*** TEXT PROVIDED

Dr J R Stockton wrote:
In sci.astro message , Fri,
14 Nov 2014 08:46:54, Mike Dworetsky
posted:


The main requirement would seem to be an ability to slow the descent
speed to near zero just before surface contact. This requires radar
and a rocket engine that can be throttled. Both add mass to the
lander, so one or more scientific experiments would probably need to
be removed to accommodate it.


Radar may not be needed.

A few phone-cameras around or near the equator of the lander, used
during descent to put the mean horizon in the right place, and
subsequently for pretty pictures.

A phone-camera on each foot, facing downwards, and an algorithm which
makes, using thrusters, the mean rate of ground movement in each
camera the same and radially outwards at a constant suitable rate;
when focus or brightness is lost, landing has occurred.

A centre-line recoilless gentle shotgun, used first, to spray suitable
ammo at the ground to ensure that it is not featureless.

******
*** RECORD LIST

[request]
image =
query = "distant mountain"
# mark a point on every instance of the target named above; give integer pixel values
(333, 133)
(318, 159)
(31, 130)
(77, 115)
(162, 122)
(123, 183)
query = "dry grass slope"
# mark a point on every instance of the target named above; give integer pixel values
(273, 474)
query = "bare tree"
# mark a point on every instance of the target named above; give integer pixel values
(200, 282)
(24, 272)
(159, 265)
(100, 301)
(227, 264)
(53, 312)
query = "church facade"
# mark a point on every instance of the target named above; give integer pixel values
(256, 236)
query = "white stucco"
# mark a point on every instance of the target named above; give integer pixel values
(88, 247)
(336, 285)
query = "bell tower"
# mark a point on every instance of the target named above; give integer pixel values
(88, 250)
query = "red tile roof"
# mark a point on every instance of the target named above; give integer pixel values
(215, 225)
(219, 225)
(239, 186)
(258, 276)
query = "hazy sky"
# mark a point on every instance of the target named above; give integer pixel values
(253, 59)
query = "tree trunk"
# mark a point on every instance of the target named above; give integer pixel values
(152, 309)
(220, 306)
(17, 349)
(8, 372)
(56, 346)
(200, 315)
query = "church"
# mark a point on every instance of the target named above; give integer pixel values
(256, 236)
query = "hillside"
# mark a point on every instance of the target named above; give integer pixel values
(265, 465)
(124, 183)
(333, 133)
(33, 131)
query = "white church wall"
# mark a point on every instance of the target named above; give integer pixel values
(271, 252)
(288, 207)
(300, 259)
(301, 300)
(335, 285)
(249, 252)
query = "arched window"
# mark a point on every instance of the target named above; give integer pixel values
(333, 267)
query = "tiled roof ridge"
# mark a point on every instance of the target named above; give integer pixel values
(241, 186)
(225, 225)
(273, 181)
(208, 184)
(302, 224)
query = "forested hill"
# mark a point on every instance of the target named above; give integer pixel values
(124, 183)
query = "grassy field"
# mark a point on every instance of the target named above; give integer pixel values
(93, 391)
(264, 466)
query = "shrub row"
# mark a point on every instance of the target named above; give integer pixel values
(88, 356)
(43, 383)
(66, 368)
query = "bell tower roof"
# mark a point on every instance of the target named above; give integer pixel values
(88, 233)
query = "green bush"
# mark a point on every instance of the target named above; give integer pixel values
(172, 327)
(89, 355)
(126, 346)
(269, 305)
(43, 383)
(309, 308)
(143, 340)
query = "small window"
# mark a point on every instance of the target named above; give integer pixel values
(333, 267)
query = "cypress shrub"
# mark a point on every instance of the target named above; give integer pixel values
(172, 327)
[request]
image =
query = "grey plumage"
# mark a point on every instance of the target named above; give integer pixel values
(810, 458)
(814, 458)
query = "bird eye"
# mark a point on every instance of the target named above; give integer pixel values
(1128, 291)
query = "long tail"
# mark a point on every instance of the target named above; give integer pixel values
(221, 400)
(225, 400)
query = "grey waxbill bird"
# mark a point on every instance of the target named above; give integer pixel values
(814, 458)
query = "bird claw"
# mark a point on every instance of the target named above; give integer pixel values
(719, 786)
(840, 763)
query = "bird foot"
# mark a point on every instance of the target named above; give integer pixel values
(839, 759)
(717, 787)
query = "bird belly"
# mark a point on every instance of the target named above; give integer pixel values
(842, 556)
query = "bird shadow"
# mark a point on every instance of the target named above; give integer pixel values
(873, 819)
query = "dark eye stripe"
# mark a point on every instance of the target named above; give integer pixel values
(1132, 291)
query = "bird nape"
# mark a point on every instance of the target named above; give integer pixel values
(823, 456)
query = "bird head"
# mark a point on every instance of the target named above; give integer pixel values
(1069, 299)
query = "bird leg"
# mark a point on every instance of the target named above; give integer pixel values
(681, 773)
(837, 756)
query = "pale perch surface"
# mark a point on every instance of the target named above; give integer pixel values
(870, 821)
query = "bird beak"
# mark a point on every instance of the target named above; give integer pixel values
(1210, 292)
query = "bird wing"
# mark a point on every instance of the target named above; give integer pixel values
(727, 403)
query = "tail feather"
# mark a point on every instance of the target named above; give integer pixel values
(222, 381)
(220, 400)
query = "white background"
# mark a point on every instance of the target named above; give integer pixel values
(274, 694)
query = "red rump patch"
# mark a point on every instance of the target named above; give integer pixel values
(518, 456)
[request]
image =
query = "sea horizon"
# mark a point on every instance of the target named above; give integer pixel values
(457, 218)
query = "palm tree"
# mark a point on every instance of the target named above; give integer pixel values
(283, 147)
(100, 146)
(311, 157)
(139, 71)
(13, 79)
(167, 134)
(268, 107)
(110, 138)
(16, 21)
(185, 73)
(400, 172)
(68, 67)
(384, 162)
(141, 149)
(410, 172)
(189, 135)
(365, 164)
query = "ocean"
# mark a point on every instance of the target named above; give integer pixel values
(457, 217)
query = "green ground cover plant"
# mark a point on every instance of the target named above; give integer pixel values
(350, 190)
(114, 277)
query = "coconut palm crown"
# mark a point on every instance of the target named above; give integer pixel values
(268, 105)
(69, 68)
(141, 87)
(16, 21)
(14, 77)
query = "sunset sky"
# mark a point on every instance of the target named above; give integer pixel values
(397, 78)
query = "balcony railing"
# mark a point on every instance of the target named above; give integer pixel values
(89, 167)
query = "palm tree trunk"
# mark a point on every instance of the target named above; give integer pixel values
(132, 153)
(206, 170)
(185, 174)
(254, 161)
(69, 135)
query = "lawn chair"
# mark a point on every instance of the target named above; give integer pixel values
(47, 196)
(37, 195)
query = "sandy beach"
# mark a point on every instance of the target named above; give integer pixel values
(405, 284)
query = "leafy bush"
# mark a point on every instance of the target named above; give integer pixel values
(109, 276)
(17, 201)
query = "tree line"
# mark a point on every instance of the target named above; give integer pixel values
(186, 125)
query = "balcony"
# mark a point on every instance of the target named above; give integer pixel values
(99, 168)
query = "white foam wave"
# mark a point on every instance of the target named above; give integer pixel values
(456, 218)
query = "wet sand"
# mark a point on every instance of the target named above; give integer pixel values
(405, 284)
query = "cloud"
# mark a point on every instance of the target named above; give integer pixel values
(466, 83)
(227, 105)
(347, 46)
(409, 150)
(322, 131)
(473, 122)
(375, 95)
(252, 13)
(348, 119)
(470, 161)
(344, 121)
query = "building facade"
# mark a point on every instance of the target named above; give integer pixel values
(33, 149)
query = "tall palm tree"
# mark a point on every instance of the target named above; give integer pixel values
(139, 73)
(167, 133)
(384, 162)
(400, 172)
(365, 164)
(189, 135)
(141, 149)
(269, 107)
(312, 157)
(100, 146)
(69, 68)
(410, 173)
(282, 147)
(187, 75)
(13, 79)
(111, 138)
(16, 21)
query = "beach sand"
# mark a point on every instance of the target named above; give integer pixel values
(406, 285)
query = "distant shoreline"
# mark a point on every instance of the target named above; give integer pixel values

******

# REQUIREMENTS
A - From the post about the lander, output the stretch from "Dr J R Stockton" through "not be needed.".
B - Answer these questions from the post about the lander:
(i) According to the quoted passage, what two things are needed to slow the descent speed to near zero?
(ii) Where on the lander would the downward-facing phone-cameras be mounted?
(iii) What would indicate that landing has occurred?
C - Write the next part of the post about the lander, continuing after its last sentence.

# RESULTS FOR EACH TASK
A -
Dr J R Stockton wrote:
In sci.astro message , Fri,
14 Nov 2014 08:46:54, Mike Dworetsky
posted:


The main requirement would seem to be an ability to slow the descent
speed to near zero just before surface contact. This requires radar
and a rocket engine that can be throttled. Both add mass to the
lander, so one or more scientific experiments would probably need to
be removed to accommodate it.


Radar may not be needed.

B -
(i) Radar and a rocket engine that can be throttled.
(ii) One on each foot.
(iii) The loss of focus or brightness.

C -
And, on general grounds, phone cameras looking in the 20 icosahedral-
face (= dodecahedral-vertex) directions, in case the scenery is not
where it was intended to be.


The requisite phone cameras were still in early development when the lander
was designed and constructed. It's an obvious idea 15-20 years later. And
some serious processing power (using up some mass budget) would be needed to
do the job. But the descent was initially fairly level, relative to local
terrain. The real problem was failure of the anchors to fire and the
subsequent bounces. Even that would not have been a problem if the lander
had not had the bad luck to come down close to a vertical surface that
blocked light to the solar panels.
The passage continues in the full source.